Return each line of the listing below that contains the word "negative", copying every such line in full.

# [Data records]
[Start of Attachment]
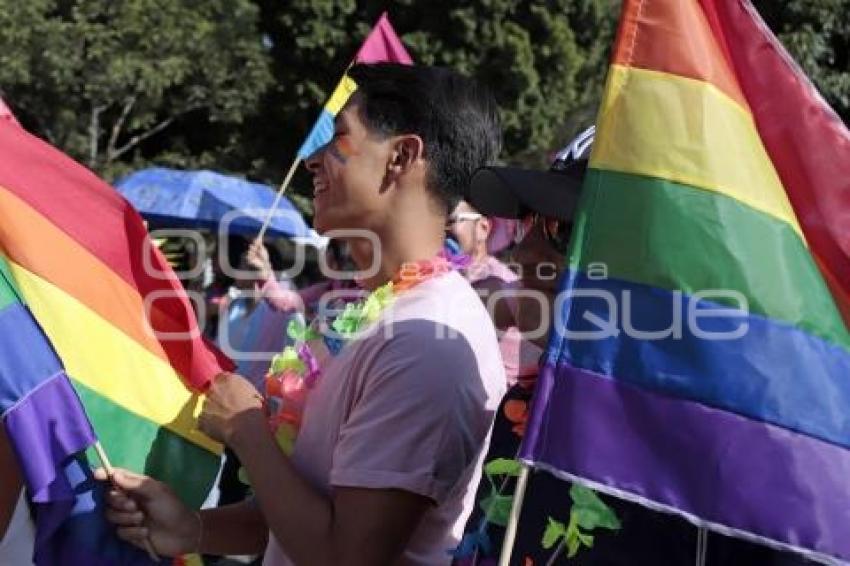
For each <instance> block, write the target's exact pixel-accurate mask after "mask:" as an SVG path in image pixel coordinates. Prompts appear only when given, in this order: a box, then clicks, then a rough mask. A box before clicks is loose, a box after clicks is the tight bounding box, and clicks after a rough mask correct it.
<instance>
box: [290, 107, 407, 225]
mask: <svg viewBox="0 0 850 566" xmlns="http://www.w3.org/2000/svg"><path fill="white" fill-rule="evenodd" d="M390 149H391V141H390V140H389V139H380V138H379V137H377V136H375V135H374V134H372V133H371V132H370V131H369V130H368V129H367V128H366V126H365V124H364V123H363V121H362V120H361V119H360V114H359V110H358V107H357V103H356V100H353V101H352V102H350V103H349V104H348V105H347V106H346V107H345V108H344V109H343V110H342V111H341V112H340V113H339V114H338V115H337V117H336V121H335V125H334V137H333V139H332V140H331V142H330V143H329V144H328V145H327V146H325V147H324V148H322V149H321V150H319V151H318V152H316V153H315V154H313V155H312V156H310V157H309V158H308V159H307V168H308V169H309V170H310V171H311V172H312V173H313V206H314V209H315V217H314V219H313V223H314V226H315V228H316V230H317V231H318V232H319V233H324V232H327V231H328V230H338V229H352V228H354V229H358V228H359V229H372V230H374V229H375V228H376V227H380V226H381V225H382V224H383V222H384V221H385V218H386V216H387V214H388V213H389V210H388V201H389V199H387V198H384V197H385V194H384V192H385V191H384V190H383V189H385V188H386V187H385V186H384V185H385V175H386V172H387V166H388V163H389V158H390Z"/></svg>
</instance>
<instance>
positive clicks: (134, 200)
mask: <svg viewBox="0 0 850 566" xmlns="http://www.w3.org/2000/svg"><path fill="white" fill-rule="evenodd" d="M115 187H116V188H117V189H118V191H119V192H120V193H121V194H122V195H124V197H125V198H126V199H127V200H128V201H130V203H131V204H132V205H133V206H134V207H135V208H136V209H137V210H138V211H139V213H140V214H141V215H142V216H143V217H145V218H146V219H147V220H148V221H149V222H150V223H151V225H152V227H154V228H206V229H208V230H211V231H215V230H218V227H219V225H220V224H221V222H222V219H223V218H224V217H225V215H227V213H229V212H231V211H240V213H239V214H238V215H237V214H235V213H234V215H230V216H229V217H228V218H230V219H231V220H232V222H231V224H230V232H231V233H234V234H241V235H245V236H255V235H257V234H258V233H259V231H260V227H261V226H262V224H263V221H264V220H265V218H266V215H267V214H268V210H269V208H271V206H272V202H273V201H274V197H275V193H274V191H273V190H272V188H271V187H269V186H267V185H261V184H259V183H251V182H249V181H245V180H244V179H239V178H236V177H228V176H226V175H221V174H219V173H214V172H212V171H178V170H175V169H165V168H161V167H154V168H151V169H142V170H141V171H136V172H135V173H131V174H130V175H128V176H126V177H124V178H123V179H121V180H120V181H118V183H117V184H116V185H115ZM277 211H278V213H279V214H278V215H277V216H276V217H275V218H273V219H272V222H271V224H270V225H269V228H268V233H269V235H271V236H278V237H280V236H285V237H292V236H298V237H309V236H310V230H309V228H308V227H307V224H306V223H305V222H304V219H303V218H302V217H301V215H300V214H299V213H298V211H297V210H296V209H295V207H294V206H292V203H291V202H290V201H289V200H287V199H286V198H285V197H284V198H282V199H281V201H280V203H279V204H278V207H277Z"/></svg>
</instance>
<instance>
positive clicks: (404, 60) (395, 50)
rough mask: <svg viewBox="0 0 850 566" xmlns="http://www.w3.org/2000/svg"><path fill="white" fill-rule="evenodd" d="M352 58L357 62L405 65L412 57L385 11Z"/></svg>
mask: <svg viewBox="0 0 850 566" xmlns="http://www.w3.org/2000/svg"><path fill="white" fill-rule="evenodd" d="M354 60H355V61H356V62H357V63H382V62H386V61H390V62H392V63H404V64H405V65H412V64H413V59H412V58H411V57H410V55H409V54H408V53H407V50H406V49H405V48H404V45H403V44H402V43H401V39H399V37H398V35H396V32H395V30H394V29H393V26H392V24H390V20H389V18H388V17H387V13H386V12H384V13H383V14H381V17H380V18H378V23H376V24H375V27H374V28H372V31H371V32H370V33H369V36H368V37H367V38H366V41H364V42H363V45H362V46H361V47H360V51H358V52H357V56H356V57H355V58H354Z"/></svg>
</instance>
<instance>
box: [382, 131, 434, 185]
mask: <svg viewBox="0 0 850 566" xmlns="http://www.w3.org/2000/svg"><path fill="white" fill-rule="evenodd" d="M424 157H425V142H423V141H422V138H420V137H419V136H416V135H412V134H411V135H406V136H398V137H397V138H396V140H395V142H394V143H393V148H392V151H391V152H390V160H389V163H388V164H387V170H388V172H390V173H394V174H396V175H399V174H401V173H404V172H405V171H407V170H409V169H410V168H411V167H412V166H413V165H415V164H416V163H417V162H418V161H419V160H420V159H423V158H424Z"/></svg>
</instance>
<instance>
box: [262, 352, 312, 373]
mask: <svg viewBox="0 0 850 566" xmlns="http://www.w3.org/2000/svg"><path fill="white" fill-rule="evenodd" d="M270 370H271V372H272V373H280V372H283V371H288V370H291V371H294V372H296V373H298V374H302V373H304V372H305V371H306V370H307V368H306V367H305V366H304V362H302V361H301V359H300V358H299V357H298V352H297V351H296V350H295V348H293V347H292V346H287V347H286V348H284V349H283V352H281V353H280V354H278V355H276V356H275V357H273V358H272V363H271V367H270Z"/></svg>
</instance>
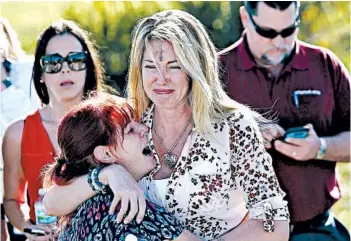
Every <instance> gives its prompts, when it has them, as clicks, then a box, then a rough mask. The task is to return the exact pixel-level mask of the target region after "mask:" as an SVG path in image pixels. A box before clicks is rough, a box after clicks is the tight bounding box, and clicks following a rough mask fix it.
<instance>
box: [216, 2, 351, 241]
mask: <svg viewBox="0 0 351 241" xmlns="http://www.w3.org/2000/svg"><path fill="white" fill-rule="evenodd" d="M299 16H300V15H299V2H297V1H285V2H278V1H269V2H263V1H258V2H256V1H247V2H245V6H242V7H241V8H240V17H241V21H242V23H243V26H244V32H243V34H242V37H241V38H240V39H239V40H238V41H237V42H236V43H234V44H233V45H232V46H230V47H228V48H227V49H225V50H223V51H221V52H220V53H219V57H220V60H221V62H222V67H223V69H224V71H223V83H224V85H225V88H226V91H227V92H228V94H229V95H230V96H231V97H232V98H233V99H235V100H236V101H238V102H240V103H243V104H246V105H249V106H250V107H253V108H255V109H257V110H258V111H259V112H261V113H265V114H266V116H267V114H268V116H269V117H270V118H276V119H277V124H274V125H272V128H270V129H269V130H267V131H266V132H264V133H263V136H264V138H265V143H266V148H267V149H268V151H269V153H270V154H271V155H272V158H273V166H274V168H275V170H276V173H277V176H278V179H279V181H280V184H281V186H282V188H283V189H284V191H285V192H286V193H287V196H286V199H287V200H288V203H289V211H290V214H291V225H290V229H291V235H290V240H291V241H302V240H303V241H304V240H350V236H349V234H348V231H347V230H346V229H345V227H344V226H343V225H342V224H341V223H340V222H338V221H337V220H336V219H335V218H334V217H333V215H332V214H331V213H330V211H329V210H330V208H331V206H332V205H333V204H334V203H335V202H336V201H337V200H338V199H340V197H341V193H340V188H339V184H338V180H337V174H336V162H338V161H349V160H350V75H349V73H348V71H347V70H346V68H345V66H344V65H343V64H342V63H341V61H340V60H339V59H338V58H337V57H336V56H335V55H334V54H333V53H332V52H331V51H330V50H327V49H324V48H321V47H318V46H312V45H309V44H307V43H304V42H302V41H300V40H298V39H297V33H298V27H299V22H300V17H299ZM300 126H305V127H308V128H309V132H308V135H307V137H306V138H302V139H298V138H289V139H283V140H282V138H283V136H284V134H285V132H286V130H287V129H288V128H292V127H300Z"/></svg>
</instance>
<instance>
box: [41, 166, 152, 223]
mask: <svg viewBox="0 0 351 241" xmlns="http://www.w3.org/2000/svg"><path fill="white" fill-rule="evenodd" d="M99 181H100V182H102V183H103V184H104V185H109V187H110V189H111V190H112V192H113V194H114V198H113V201H112V204H111V206H110V213H112V212H113V211H114V210H115V209H116V207H117V204H118V203H119V202H121V209H120V211H119V212H118V215H117V221H118V222H121V221H122V219H123V216H124V214H126V213H127V211H128V216H127V217H125V219H124V221H125V222H127V223H128V222H130V221H131V220H132V219H133V218H134V217H135V216H136V215H137V216H136V218H137V220H138V221H141V220H142V219H143V217H144V214H145V208H146V203H145V197H144V193H143V191H142V190H141V189H140V187H139V186H138V184H137V182H136V181H135V180H134V179H133V178H132V176H131V175H130V174H129V172H127V171H126V170H125V169H124V168H123V167H122V166H120V165H116V164H112V165H109V166H107V167H104V168H103V169H102V170H101V172H100V174H99ZM95 194H96V193H95V192H94V191H93V190H92V189H91V187H90V186H89V184H88V182H87V175H84V176H81V177H77V178H76V179H74V180H73V181H72V182H71V183H70V184H68V185H63V186H59V185H54V186H52V187H51V188H50V190H49V191H48V192H47V194H46V195H45V197H44V200H43V203H44V207H45V209H46V211H47V213H48V214H49V215H55V216H63V215H68V214H70V213H72V212H73V211H75V210H76V209H77V207H78V206H79V205H80V204H81V203H83V202H84V201H86V200H88V199H89V198H91V197H93V196H94V195H95ZM128 206H129V207H130V208H129V210H128Z"/></svg>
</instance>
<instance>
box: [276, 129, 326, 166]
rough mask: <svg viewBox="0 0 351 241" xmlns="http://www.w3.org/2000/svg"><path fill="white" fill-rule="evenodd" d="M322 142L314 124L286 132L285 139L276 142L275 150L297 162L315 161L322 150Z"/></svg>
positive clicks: (279, 140)
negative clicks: (320, 148)
mask: <svg viewBox="0 0 351 241" xmlns="http://www.w3.org/2000/svg"><path fill="white" fill-rule="evenodd" d="M320 144H321V143H320V140H319V137H318V136H317V134H316V132H315V131H314V129H313V125H312V124H307V125H305V126H303V127H295V128H291V129H288V130H286V132H285V133H284V138H281V139H278V140H276V141H274V148H275V149H276V150H277V151H279V152H280V153H282V154H284V155H286V156H289V157H291V158H293V159H295V160H299V161H307V160H310V159H315V158H316V156H317V152H318V150H319V148H320Z"/></svg>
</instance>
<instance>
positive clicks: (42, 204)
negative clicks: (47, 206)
mask: <svg viewBox="0 0 351 241" xmlns="http://www.w3.org/2000/svg"><path fill="white" fill-rule="evenodd" d="M45 193H46V190H45V189H44V188H40V189H39V198H38V200H37V201H36V202H35V203H34V209H35V218H36V220H35V221H36V224H44V225H50V226H55V225H56V222H57V217H55V216H49V215H47V214H46V212H45V208H44V205H43V197H44V195H45Z"/></svg>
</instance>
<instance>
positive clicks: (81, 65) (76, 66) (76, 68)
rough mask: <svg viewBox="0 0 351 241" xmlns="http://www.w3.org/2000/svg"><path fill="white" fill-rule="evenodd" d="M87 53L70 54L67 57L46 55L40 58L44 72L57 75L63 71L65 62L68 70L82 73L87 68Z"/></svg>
mask: <svg viewBox="0 0 351 241" xmlns="http://www.w3.org/2000/svg"><path fill="white" fill-rule="evenodd" d="M87 57H88V55H87V52H85V51H84V52H70V53H69V54H68V55H67V56H66V57H62V56H61V55H59V54H58V53H55V54H48V55H44V56H42V57H41V58H40V65H41V68H42V70H43V72H45V73H47V74H56V73H58V72H60V71H61V70H62V66H63V62H67V65H68V68H69V69H70V70H73V71H82V70H85V69H86V68H87Z"/></svg>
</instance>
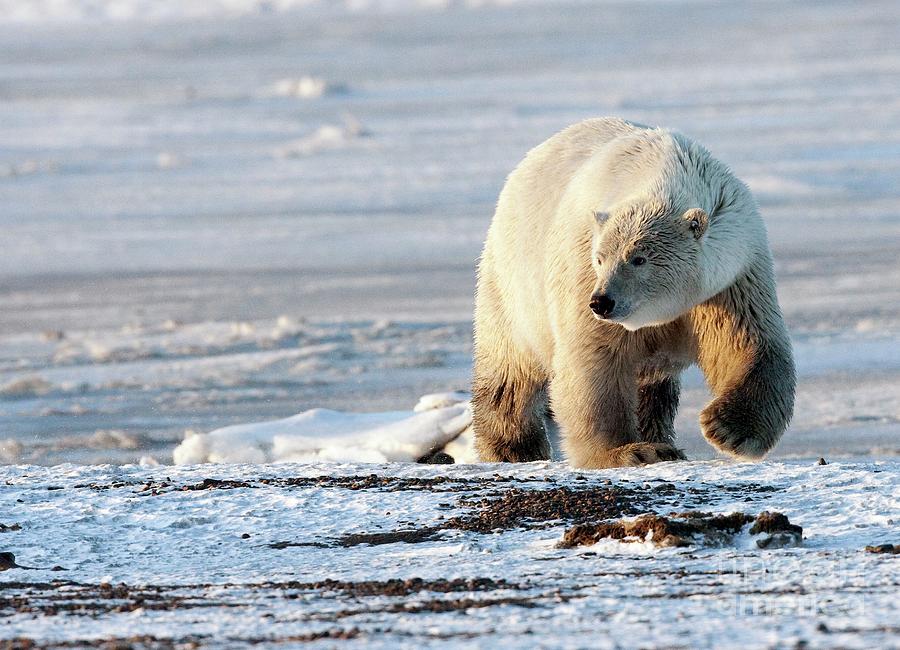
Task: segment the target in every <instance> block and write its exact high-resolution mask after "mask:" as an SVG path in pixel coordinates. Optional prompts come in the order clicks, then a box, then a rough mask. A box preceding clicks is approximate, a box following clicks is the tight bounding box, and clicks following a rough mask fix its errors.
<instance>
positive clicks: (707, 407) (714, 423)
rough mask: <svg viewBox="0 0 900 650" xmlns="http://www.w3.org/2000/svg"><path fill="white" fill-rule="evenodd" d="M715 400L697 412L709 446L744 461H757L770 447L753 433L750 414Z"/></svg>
mask: <svg viewBox="0 0 900 650" xmlns="http://www.w3.org/2000/svg"><path fill="white" fill-rule="evenodd" d="M728 404H729V403H728V402H723V401H719V400H716V401H714V402H713V403H712V404H710V405H709V406H707V407H706V408H705V409H704V410H703V411H702V412H701V413H700V428H701V430H702V431H703V436H704V437H705V438H706V439H707V440H708V441H709V443H710V444H711V445H712V446H713V447H715V448H716V449H718V450H719V451H721V452H722V453H725V454H728V455H729V456H734V457H736V458H741V459H746V460H759V459H760V458H762V457H763V456H765V455H766V452H767V451H768V450H769V448H768V447H767V446H766V445H765V444H763V442H762V441H761V440H760V437H759V436H758V435H757V434H756V433H755V432H754V430H753V426H752V423H753V415H752V414H750V413H747V412H745V411H746V409H739V410H738V411H736V410H735V409H732V408H729V406H728Z"/></svg>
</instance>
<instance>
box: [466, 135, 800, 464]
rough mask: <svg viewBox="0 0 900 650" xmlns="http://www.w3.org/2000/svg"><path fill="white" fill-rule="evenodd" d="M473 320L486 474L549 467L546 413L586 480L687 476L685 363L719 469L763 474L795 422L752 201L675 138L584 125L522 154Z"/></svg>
mask: <svg viewBox="0 0 900 650" xmlns="http://www.w3.org/2000/svg"><path fill="white" fill-rule="evenodd" d="M475 302H476V306H475V367H474V377H473V390H472V393H473V416H474V428H475V437H476V447H477V450H478V453H479V456H480V458H481V459H482V460H484V461H505V462H517V461H532V460H540V459H547V458H549V456H550V446H549V443H548V440H547V435H546V429H545V420H544V418H545V416H548V417H549V416H550V415H551V413H552V417H553V419H554V420H555V421H556V423H557V424H558V425H559V428H560V434H561V438H562V448H563V452H564V454H565V456H566V457H567V459H568V460H569V462H570V463H571V464H572V465H573V466H575V467H583V468H603V467H618V466H628V465H641V464H646V463H653V462H657V461H664V460H675V459H681V458H684V456H683V454H682V453H681V452H680V451H679V450H678V449H676V447H675V446H674V441H675V431H674V429H673V424H672V423H673V419H674V417H675V412H676V409H677V407H678V398H679V392H680V385H679V374H680V373H681V371H682V370H683V369H684V368H686V367H687V366H689V365H690V364H692V363H697V364H699V366H700V368H701V369H702V371H703V372H704V374H705V376H706V380H707V382H708V384H709V386H710V388H711V390H712V392H713V394H714V396H715V398H714V399H713V401H712V402H711V403H710V404H709V405H708V406H706V408H705V409H704V410H703V412H702V413H701V415H700V424H701V428H702V431H703V435H704V436H705V437H706V439H707V440H708V441H709V442H710V443H711V444H712V445H713V446H714V447H716V448H717V449H719V450H720V451H722V452H724V453H726V454H729V455H731V456H735V457H737V458H744V459H757V458H761V457H762V456H764V455H765V454H766V452H768V451H769V450H770V449H771V448H772V446H773V445H774V444H775V443H776V442H777V441H778V439H779V438H780V437H781V434H782V433H783V432H784V430H785V428H786V427H787V425H788V422H789V421H790V418H791V415H792V412H793V404H794V384H795V377H794V362H793V357H792V353H791V345H790V339H789V336H788V333H787V330H786V328H785V325H784V321H783V319H782V316H781V311H780V309H779V305H778V300H777V298H776V295H775V277H774V272H773V269H772V257H771V253H770V251H769V245H768V241H767V237H766V230H765V226H764V225H763V222H762V219H761V218H760V216H759V213H758V211H757V207H756V204H755V201H754V199H753V197H752V196H751V194H750V191H749V190H748V189H747V187H746V186H745V185H744V184H743V183H742V182H741V181H739V180H738V179H737V178H735V177H734V176H733V175H732V174H731V172H730V171H729V170H728V168H727V167H726V166H725V165H724V164H722V163H721V162H719V161H718V160H716V159H715V158H713V157H712V156H711V155H710V153H709V152H708V151H707V150H706V149H705V148H703V147H702V146H701V145H699V144H697V143H696V142H693V141H691V140H690V139H688V138H687V137H685V136H684V135H681V134H679V133H675V132H672V131H669V130H665V129H659V128H651V127H646V126H643V125H639V124H635V123H631V122H626V121H624V120H621V119H614V118H600V119H591V120H586V121H584V122H580V123H578V124H575V125H574V126H571V127H569V128H567V129H565V130H563V131H561V132H560V133H558V134H556V135H554V136H553V137H551V138H550V139H549V140H547V141H546V142H544V143H543V144H541V145H539V146H538V147H536V148H535V149H533V150H532V151H531V152H529V153H528V155H527V156H526V157H525V159H524V160H523V161H522V162H521V163H520V164H519V165H518V167H516V169H515V170H514V171H513V172H512V173H511V174H510V176H509V178H508V179H507V181H506V184H505V186H504V187H503V190H502V192H501V194H500V198H499V200H498V204H497V210H496V213H495V215H494V219H493V221H492V223H491V226H490V229H489V231H488V235H487V240H486V243H485V246H484V252H483V254H482V257H481V261H480V263H479V267H478V288H477V294H476V301H475ZM548 397H549V408H548V404H547V398H548Z"/></svg>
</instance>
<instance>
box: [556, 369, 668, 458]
[End of Attachment]
# [Task solution]
negative clicks: (320, 148)
negative clicks: (47, 206)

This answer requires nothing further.